┌──
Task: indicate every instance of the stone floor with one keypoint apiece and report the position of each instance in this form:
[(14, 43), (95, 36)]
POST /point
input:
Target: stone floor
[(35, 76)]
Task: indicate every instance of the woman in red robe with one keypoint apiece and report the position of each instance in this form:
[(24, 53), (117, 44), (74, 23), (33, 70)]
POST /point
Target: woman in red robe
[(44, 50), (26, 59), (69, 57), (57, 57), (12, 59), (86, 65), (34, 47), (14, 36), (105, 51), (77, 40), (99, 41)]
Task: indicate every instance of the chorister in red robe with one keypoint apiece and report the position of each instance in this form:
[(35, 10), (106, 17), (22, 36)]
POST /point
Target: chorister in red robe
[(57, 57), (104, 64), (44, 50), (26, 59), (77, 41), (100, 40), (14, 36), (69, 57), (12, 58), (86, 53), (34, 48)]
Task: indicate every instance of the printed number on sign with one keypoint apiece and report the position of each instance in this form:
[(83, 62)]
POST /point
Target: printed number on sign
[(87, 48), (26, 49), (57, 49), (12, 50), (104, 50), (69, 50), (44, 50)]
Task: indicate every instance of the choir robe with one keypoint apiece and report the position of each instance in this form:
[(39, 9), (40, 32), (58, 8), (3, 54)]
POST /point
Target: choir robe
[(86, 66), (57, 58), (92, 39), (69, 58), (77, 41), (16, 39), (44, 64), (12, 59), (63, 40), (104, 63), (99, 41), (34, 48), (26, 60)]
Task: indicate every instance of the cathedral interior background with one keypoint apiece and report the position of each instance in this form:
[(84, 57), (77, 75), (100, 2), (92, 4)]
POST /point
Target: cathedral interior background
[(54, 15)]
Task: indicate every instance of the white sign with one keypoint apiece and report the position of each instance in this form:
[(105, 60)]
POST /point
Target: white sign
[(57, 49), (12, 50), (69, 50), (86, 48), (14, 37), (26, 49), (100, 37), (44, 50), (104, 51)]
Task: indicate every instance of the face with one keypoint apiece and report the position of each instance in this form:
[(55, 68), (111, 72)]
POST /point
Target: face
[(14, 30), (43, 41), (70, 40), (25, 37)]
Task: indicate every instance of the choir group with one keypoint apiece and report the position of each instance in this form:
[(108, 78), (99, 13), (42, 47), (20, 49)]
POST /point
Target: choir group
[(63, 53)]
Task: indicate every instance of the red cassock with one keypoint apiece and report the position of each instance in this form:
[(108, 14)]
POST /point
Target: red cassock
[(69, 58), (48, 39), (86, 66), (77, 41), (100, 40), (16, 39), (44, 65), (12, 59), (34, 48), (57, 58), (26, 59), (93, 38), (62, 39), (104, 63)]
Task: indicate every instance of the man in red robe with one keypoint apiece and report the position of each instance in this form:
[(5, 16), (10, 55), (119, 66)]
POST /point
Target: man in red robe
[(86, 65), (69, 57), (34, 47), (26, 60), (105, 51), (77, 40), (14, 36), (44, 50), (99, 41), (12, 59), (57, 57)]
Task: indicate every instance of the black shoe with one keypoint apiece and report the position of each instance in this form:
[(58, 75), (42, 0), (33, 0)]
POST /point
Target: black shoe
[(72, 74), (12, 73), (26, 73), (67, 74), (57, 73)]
└──
### What the task asks
Please update the records above by replacing each "keypoint" with "marker" and leaving everything else unchanged.

### Task result
Task: indicate every instance of the stone floor with one marker apiece and report the position of each instance in this form:
[(14, 43), (95, 36)]
POST /point
input:
Target: stone floor
[(35, 76)]
Task: indicate every instance of the woman in red robe with one marker apiece and report the position of each instance in this form:
[(24, 53), (117, 44), (74, 23), (33, 70)]
POST /point
Target: woman in red robe
[(44, 50), (26, 59), (69, 57), (57, 57), (12, 59), (86, 65), (34, 47), (14, 36), (105, 51), (77, 40), (99, 41)]
Task: indicate every instance of the chorister in red robe with one marker apiece and report the position of each instance in this form:
[(35, 10), (106, 17), (22, 36)]
POST /point
Target: chorister in red robe
[(57, 57), (104, 64), (44, 50), (26, 59), (77, 41), (100, 40), (14, 36), (69, 57), (12, 58), (86, 53), (34, 48)]
Task: indicate every instance of the printed number on sign with one marker apiece and report the position of each instance in this form:
[(83, 62)]
POST /point
Target: printed number on sign
[(87, 48), (26, 49), (57, 49), (12, 50), (104, 50), (69, 50), (44, 50)]
Task: indicate every instance of the choir robe with one marker apiece and report the position of each instance in this form:
[(39, 9), (40, 32), (58, 8), (3, 54)]
POST /point
Target: choir robe
[(86, 66), (57, 58), (92, 39), (69, 58), (77, 41), (16, 39), (44, 64), (12, 59), (63, 40), (104, 63), (99, 41), (34, 48), (26, 60)]
Task: indicate every instance of the cathedral interior background with one marker apiece and report the position of each instance in this form:
[(84, 57), (77, 75), (100, 2), (92, 4)]
POST /point
Target: cathedral interior background
[(54, 15)]
Task: indicate every instance of the white sign with one marker apiece and report the position of each instance in this form:
[(105, 60)]
POST /point
Target: white sign
[(57, 49), (12, 50), (69, 50), (86, 48), (14, 37), (26, 49), (100, 37), (44, 50), (104, 51)]
Task: indicate every instance of the face with one marker apiece and report the position of each instance in this form:
[(55, 68), (111, 72)]
POST /point
Target: face
[(14, 30), (43, 41), (70, 40), (25, 37)]
Task: indicate every instance of the choir group with one marker apiece and report the position of each instance in this form:
[(108, 78), (99, 13), (42, 47), (20, 49)]
POST /point
Target: choir group
[(63, 53)]
Task: indicate every instance of the red cassock with one marker apiece and report the position of each instance in this form:
[(108, 14)]
POST /point
Target: red cassock
[(69, 58), (48, 39), (86, 66), (77, 41), (100, 40), (16, 39), (44, 65), (12, 59), (34, 48), (57, 58), (26, 59), (93, 38), (62, 39), (104, 63)]
Task: indicate every instance of the man in red robe with one marker apiece and report the position of each instance in this form:
[(5, 16), (10, 55), (119, 66)]
POST /point
Target: man in red robe
[(86, 65), (69, 57), (34, 47), (26, 60), (105, 51), (77, 40), (14, 36), (44, 50), (99, 41), (12, 59), (57, 57)]
Task: indicate every instance of the black shoe with one marker apiece and report the position of each instance in this form:
[(58, 75), (42, 0), (33, 0)]
POST /point
Target: black shoe
[(72, 74), (12, 73), (26, 73), (67, 74), (57, 73)]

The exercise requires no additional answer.